TASK GOAL:
Omit all pictures. Copy the rest of the material exactly.

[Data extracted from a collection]
────────────────────

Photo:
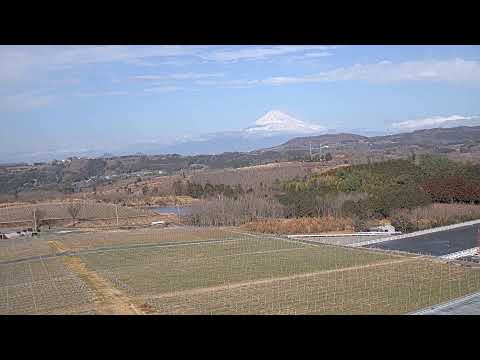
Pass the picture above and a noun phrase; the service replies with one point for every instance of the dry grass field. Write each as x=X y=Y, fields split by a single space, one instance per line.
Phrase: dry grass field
x=222 y=271
x=88 y=210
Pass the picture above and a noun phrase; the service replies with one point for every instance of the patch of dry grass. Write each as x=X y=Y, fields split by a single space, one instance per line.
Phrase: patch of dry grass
x=301 y=225
x=433 y=216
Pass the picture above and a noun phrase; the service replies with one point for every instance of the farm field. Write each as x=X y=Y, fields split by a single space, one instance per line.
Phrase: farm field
x=222 y=271
x=41 y=287
x=88 y=210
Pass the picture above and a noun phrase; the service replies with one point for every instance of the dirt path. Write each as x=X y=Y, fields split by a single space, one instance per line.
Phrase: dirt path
x=272 y=280
x=109 y=300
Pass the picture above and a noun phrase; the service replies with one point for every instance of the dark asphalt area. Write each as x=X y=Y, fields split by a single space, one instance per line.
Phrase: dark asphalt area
x=436 y=244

────────────────────

OUTPUT:
Photo:
Pass the picture above and a noun phrase; the service replies with one point for every instance of the dry grass field. Write each as x=X y=Y, fields split by a single space, one instance per line.
Phrase: dry grass field
x=222 y=271
x=88 y=210
Pass the picture above and a noun phrase; the service replies with one point for every instance of the patch of dry grass. Write each as x=X y=Y, fields split by a single space, one instance per line.
Phrase: patch of dry grass
x=301 y=225
x=433 y=216
Pass the picture above and a noun phrase; the service replies with one point for every instance of the farm field. Write each as x=X y=Y, fields split by a single space, one instance per line.
Phrase: farm field
x=222 y=271
x=41 y=287
x=88 y=210
Pass the picture above and a noun phrase; the service replies with one point for every instance of the dirt path. Write each as x=X y=Y, fields split by a single space, one instance per line.
Phrase: dirt path
x=272 y=280
x=109 y=300
Pass the picture above and a noun phrase; the service replies with one point for every instance of the dark asphalt area. Write each as x=X y=Y, fields split by a single space, one instance per line.
Phrase: dark asphalt area
x=436 y=244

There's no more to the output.